(Beginning of Material provided)
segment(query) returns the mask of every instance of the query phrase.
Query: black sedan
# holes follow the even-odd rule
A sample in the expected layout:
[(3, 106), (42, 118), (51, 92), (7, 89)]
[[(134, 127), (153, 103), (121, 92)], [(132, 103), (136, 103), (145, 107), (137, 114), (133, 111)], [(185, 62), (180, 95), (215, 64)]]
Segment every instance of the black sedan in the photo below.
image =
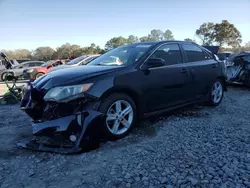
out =
[[(22, 146), (70, 153), (99, 143), (99, 137), (119, 139), (141, 117), (197, 102), (219, 105), (225, 81), (223, 64), (194, 43), (121, 46), (27, 85), (21, 108), (34, 120), (33, 134), (50, 140)], [(52, 142), (59, 149), (45, 147)]]

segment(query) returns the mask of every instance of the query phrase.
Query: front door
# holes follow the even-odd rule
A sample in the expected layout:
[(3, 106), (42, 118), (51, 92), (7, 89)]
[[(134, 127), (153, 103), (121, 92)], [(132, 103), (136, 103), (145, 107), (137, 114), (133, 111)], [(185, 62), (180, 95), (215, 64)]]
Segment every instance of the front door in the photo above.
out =
[(161, 58), (165, 65), (141, 71), (137, 81), (141, 83), (145, 112), (161, 110), (186, 102), (190, 98), (189, 85), (192, 78), (183, 64), (182, 54), (177, 43), (159, 47), (149, 58)]

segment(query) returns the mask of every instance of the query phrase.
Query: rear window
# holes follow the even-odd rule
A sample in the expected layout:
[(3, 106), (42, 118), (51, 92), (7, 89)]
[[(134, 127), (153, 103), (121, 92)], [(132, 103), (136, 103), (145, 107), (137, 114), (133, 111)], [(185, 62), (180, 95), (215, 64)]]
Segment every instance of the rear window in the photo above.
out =
[(187, 62), (196, 62), (212, 59), (212, 57), (205, 53), (201, 48), (193, 44), (182, 44), (182, 48), (186, 53)]

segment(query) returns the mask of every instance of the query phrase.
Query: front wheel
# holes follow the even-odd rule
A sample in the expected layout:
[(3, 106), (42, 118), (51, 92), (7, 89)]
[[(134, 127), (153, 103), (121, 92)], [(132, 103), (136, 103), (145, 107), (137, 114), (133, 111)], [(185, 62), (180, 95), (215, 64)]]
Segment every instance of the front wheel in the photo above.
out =
[(209, 90), (209, 98), (208, 98), (208, 105), (210, 106), (218, 106), (224, 96), (224, 87), (223, 82), (221, 80), (216, 80), (211, 85)]
[(125, 137), (135, 124), (136, 106), (126, 94), (110, 95), (101, 103), (99, 110), (107, 116), (103, 130), (109, 140)]

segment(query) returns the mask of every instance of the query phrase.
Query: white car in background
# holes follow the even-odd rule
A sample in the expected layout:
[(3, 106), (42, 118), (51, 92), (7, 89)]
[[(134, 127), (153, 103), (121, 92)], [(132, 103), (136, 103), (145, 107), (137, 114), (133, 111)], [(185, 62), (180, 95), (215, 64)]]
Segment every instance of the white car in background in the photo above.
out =
[(75, 59), (72, 59), (65, 65), (55, 67), (51, 69), (49, 72), (60, 70), (60, 69), (65, 69), (65, 68), (70, 68), (70, 67), (75, 67), (75, 66), (80, 66), (80, 65), (86, 65), (99, 56), (100, 54), (83, 55)]

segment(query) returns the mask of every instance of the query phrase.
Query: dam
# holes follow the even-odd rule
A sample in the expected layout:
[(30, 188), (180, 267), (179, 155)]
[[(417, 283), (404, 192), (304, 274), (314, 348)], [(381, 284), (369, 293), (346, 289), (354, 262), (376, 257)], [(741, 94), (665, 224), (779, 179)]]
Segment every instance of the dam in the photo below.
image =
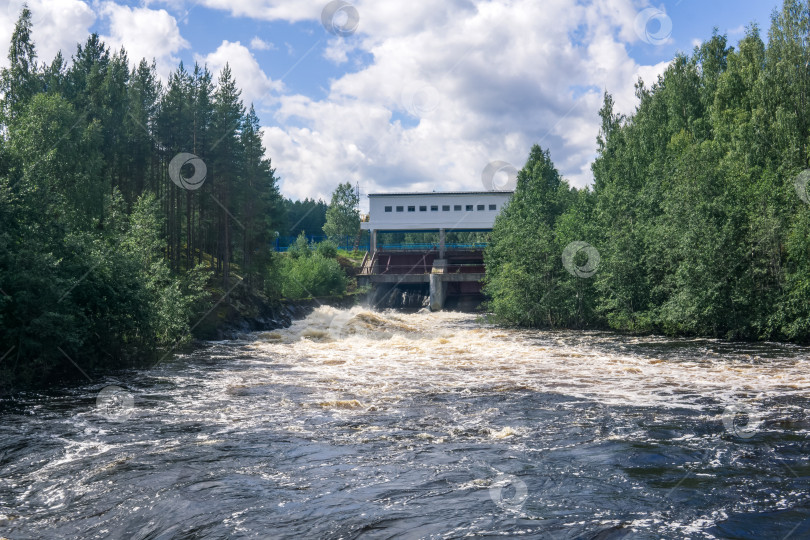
(End of Material provided)
* **Task**:
Search the listing above for the string "door". Copy every line that contains it.

* **Answer to this task**:
Query: front door
Segment every instance of the front door in the photo above.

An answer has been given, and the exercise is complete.